- **EXERCISE AIM**: Please echo the entries word for word, beginning with the first line and stopping after the line that contains "x=75, y=207", which is included.

A block of data
>> Start

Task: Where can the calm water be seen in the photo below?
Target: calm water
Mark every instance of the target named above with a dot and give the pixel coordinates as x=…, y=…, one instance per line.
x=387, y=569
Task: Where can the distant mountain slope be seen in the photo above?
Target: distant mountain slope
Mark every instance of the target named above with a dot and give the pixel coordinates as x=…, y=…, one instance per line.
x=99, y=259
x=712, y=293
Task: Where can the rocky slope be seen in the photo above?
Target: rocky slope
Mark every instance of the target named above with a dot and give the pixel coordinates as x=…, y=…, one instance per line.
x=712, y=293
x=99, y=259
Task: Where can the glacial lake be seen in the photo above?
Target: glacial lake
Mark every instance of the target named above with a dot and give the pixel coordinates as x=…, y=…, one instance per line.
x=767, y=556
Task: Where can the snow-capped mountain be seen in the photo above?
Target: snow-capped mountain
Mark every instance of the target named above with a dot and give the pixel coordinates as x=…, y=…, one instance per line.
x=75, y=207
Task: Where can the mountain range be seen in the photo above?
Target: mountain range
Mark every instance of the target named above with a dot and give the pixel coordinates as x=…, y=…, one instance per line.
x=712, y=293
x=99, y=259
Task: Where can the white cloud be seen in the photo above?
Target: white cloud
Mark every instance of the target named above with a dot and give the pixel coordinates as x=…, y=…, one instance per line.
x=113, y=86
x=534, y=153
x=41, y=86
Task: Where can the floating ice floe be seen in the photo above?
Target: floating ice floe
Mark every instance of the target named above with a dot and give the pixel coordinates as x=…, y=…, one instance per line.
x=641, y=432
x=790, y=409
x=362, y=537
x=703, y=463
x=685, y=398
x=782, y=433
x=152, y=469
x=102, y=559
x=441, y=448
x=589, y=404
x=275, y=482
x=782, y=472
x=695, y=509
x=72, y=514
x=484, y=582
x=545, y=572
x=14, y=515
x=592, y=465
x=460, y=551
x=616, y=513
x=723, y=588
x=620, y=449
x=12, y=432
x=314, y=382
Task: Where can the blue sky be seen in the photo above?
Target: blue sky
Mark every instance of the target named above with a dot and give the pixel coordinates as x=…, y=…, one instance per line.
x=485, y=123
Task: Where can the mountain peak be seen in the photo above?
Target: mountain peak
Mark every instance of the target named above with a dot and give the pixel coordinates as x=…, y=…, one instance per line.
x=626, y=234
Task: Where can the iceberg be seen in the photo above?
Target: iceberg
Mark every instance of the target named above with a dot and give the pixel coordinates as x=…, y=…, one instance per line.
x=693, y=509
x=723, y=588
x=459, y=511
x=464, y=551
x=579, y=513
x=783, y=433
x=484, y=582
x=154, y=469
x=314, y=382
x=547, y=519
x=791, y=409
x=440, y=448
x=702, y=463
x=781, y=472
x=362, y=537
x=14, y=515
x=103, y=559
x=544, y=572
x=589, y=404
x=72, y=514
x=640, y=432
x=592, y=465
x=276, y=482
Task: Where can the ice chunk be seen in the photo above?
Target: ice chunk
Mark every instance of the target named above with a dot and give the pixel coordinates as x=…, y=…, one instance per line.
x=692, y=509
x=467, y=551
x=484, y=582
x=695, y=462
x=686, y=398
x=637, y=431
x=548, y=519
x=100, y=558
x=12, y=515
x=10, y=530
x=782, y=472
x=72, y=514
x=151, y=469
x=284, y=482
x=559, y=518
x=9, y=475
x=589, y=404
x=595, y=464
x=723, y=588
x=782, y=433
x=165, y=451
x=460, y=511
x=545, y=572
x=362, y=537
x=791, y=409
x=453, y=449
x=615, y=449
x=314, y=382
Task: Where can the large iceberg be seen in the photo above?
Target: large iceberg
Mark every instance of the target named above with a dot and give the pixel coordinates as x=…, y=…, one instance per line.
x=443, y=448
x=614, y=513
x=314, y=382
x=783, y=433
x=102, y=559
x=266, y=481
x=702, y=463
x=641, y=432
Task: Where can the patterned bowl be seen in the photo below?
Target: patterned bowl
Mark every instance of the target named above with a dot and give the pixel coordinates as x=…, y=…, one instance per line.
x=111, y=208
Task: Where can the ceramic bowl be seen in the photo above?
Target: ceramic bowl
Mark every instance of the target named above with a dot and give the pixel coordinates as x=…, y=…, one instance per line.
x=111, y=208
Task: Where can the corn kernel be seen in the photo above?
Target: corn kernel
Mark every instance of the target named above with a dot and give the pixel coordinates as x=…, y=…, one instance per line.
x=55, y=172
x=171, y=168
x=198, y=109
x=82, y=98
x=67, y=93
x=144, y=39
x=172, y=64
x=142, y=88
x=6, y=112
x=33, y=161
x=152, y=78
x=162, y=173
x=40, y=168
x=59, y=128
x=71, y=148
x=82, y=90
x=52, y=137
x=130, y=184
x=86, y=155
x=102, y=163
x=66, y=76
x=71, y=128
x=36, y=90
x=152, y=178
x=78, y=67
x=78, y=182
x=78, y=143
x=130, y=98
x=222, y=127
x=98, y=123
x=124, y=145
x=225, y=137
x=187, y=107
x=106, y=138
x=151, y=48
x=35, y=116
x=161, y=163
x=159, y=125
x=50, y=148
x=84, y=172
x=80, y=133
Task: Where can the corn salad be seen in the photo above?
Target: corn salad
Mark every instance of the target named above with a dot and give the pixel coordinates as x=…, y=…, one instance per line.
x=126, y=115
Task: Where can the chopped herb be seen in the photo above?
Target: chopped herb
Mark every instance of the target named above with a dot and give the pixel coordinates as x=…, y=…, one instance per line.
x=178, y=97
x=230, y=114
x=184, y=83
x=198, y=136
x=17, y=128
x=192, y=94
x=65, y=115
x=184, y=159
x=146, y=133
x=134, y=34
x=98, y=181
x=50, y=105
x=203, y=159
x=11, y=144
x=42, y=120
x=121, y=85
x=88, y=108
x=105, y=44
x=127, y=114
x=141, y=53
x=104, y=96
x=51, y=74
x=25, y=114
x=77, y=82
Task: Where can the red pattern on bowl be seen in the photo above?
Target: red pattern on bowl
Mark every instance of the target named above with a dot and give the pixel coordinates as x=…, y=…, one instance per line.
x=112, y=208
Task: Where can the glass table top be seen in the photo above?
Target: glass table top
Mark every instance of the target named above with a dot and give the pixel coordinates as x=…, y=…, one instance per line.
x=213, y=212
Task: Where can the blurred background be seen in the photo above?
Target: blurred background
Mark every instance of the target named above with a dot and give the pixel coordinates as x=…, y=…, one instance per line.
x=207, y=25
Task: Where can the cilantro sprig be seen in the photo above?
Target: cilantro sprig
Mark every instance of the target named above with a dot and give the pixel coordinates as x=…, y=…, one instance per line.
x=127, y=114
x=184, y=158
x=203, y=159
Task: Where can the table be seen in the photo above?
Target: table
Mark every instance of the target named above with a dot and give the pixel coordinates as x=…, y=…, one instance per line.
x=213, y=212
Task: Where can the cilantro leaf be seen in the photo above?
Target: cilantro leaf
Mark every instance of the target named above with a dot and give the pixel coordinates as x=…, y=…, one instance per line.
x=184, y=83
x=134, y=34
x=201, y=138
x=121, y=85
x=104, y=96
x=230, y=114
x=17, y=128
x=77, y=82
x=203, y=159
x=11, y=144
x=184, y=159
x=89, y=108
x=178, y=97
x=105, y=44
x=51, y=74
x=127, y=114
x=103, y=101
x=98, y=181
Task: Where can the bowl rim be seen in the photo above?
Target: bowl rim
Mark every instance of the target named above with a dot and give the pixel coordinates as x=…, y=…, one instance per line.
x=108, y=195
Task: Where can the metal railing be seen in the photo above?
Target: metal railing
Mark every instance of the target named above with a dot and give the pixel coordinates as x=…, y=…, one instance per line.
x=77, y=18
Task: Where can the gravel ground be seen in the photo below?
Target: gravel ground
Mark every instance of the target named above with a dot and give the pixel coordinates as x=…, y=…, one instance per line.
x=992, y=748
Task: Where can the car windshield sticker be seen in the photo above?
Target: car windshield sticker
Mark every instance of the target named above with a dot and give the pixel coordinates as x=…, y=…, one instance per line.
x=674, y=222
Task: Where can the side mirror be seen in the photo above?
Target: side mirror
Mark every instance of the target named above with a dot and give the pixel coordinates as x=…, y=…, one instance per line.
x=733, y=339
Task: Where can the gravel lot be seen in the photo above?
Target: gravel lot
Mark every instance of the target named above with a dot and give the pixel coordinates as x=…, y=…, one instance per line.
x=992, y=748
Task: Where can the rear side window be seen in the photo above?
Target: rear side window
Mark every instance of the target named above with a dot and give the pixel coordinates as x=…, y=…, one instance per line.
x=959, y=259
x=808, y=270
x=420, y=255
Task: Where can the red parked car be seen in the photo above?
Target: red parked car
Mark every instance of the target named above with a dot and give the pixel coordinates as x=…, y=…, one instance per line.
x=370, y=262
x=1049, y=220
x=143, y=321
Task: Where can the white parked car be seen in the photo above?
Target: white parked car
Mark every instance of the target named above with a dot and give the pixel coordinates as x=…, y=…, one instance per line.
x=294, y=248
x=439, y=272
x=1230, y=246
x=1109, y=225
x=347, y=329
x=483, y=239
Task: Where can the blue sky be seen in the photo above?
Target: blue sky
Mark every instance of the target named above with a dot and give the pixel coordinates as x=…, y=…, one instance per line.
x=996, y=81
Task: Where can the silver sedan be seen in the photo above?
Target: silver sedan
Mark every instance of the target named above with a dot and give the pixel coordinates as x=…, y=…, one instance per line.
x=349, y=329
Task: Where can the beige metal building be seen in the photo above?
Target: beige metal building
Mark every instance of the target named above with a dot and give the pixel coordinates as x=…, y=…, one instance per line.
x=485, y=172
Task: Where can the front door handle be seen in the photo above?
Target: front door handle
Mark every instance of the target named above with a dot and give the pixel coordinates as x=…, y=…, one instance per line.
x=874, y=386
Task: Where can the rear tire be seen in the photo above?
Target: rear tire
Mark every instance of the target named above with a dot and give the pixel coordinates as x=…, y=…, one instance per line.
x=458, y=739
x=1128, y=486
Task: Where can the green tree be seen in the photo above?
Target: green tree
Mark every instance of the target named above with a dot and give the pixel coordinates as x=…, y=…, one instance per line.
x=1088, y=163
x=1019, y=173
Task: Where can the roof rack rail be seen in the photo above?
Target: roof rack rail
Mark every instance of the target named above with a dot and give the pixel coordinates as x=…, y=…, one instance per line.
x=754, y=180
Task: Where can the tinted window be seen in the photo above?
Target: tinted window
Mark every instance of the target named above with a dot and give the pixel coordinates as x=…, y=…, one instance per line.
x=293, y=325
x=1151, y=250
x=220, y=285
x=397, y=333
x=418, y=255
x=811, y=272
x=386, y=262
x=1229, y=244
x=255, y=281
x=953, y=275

>> End

- **ANSWER**:
Task: Where can the calm water be seen in the photo below?
Target: calm water
Mark every instance of the target named above with a dot and give the pixel coordinates as x=…, y=…, one instance per line.
x=387, y=569
Task: Where can the distant mountain slope be seen in the photo above?
Target: distant mountain slope
Mark every instance of the target named above with a dot and give the pixel coordinates as x=…, y=…, one instance per line.
x=99, y=259
x=712, y=293
Task: Where can the rocky slope be seen in the photo above?
Target: rocky slope
Mark every instance of the target named above with a dot and give the pixel coordinates as x=…, y=…, one instance per line.
x=712, y=293
x=99, y=259
Task: Where can the glacial lake be seen in the photo above?
Target: glacial lake
Mark every instance of the target named above with a dot and give the pixel coordinates as x=…, y=…, one instance per line.
x=767, y=556
Task: Where can the snow-capped mountain be seen in the photo above?
Target: snow-capped mountain
Mark every instance of the target named above with a dot and give the pixel coordinates as x=…, y=…, one instance per line.
x=75, y=207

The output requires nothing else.